Dataset rows:
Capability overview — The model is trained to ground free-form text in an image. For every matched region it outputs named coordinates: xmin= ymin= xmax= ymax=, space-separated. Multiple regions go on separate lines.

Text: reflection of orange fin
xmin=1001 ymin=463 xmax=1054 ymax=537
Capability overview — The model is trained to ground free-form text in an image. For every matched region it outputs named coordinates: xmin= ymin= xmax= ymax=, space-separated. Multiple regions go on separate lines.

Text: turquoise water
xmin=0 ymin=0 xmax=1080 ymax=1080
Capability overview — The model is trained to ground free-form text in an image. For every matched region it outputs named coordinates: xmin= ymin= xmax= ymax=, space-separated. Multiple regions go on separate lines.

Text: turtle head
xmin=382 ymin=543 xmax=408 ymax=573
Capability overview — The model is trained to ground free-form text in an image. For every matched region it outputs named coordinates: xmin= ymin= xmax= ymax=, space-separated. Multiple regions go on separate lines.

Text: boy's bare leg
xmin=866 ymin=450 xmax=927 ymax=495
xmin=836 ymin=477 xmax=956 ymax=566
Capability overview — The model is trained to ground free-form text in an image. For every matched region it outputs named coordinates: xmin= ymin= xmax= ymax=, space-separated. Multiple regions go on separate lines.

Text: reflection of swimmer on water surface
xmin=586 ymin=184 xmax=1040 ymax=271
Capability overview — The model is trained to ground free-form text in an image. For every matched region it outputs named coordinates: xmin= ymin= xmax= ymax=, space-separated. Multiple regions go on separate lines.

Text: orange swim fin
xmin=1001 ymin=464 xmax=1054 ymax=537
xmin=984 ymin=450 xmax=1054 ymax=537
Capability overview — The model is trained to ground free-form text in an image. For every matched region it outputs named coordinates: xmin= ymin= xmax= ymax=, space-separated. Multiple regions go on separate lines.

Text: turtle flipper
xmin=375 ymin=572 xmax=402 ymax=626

## GIVEN INSTRUCTION:
Retype every one of the records above line for line, leaving each word, number, and space as it is.

## RESPONSE:
Capability overview — The model is trained to ground free-form text in an image. For every matched region it outputs named coordinates: xmin= ymin= xmax= ymax=, space-separated. Multiple regions go on separate lines.

Text: reflection of orange fin
xmin=1001 ymin=463 xmax=1054 ymax=537
Capability overview — The model is trained to ground free-form text in an image. For every matched region it outputs named coordinates: xmin= ymin= xmax= ymax=, space-separated. Multiple regions go on separate lines.

Text: turquoise water
xmin=0 ymin=0 xmax=1080 ymax=1080
Capability overview — The model is trained to ground free-form text in an image. For every matched region it outputs named coordinates: xmin= ymin= xmax= ymax=, space-separated. Multiple regions go on separate lines.

Text: turtle head
xmin=382 ymin=543 xmax=408 ymax=573
Capability overview — The model is trained to ground free-form text in an image. For every matched region it outputs named coordinates: xmin= ymin= xmax= ymax=, space-separated. Multiple regions go on separate lines.

Text: boy's bare leg
xmin=866 ymin=450 xmax=927 ymax=495
xmin=836 ymin=477 xmax=956 ymax=566
Capability overview — The model is trained to ground free-form text in an image. For every matched region it outputs named coordinates: xmin= ymin= xmax= ymax=, space-separated. Multiple regions go on separate lines.

Text: reflection of swimmer on water surface
xmin=586 ymin=184 xmax=1040 ymax=271
Capability overview — The model is trained to ground free-form text in an image. For every matched region it outputs named coordinates: xmin= ymin= xmax= ymax=, space-separated. Multiple regions go on separate lines.

Text: orange swim fin
xmin=1001 ymin=464 xmax=1054 ymax=537
xmin=984 ymin=450 xmax=1054 ymax=537
Capability overview — The model is trained to ground free-form text in an image. For every matched region it outputs named coordinates: xmin= ymin= xmax= ymax=, space-separated. Multiple regions go on separate lines.

Text: turtle flipper
xmin=375 ymin=572 xmax=402 ymax=626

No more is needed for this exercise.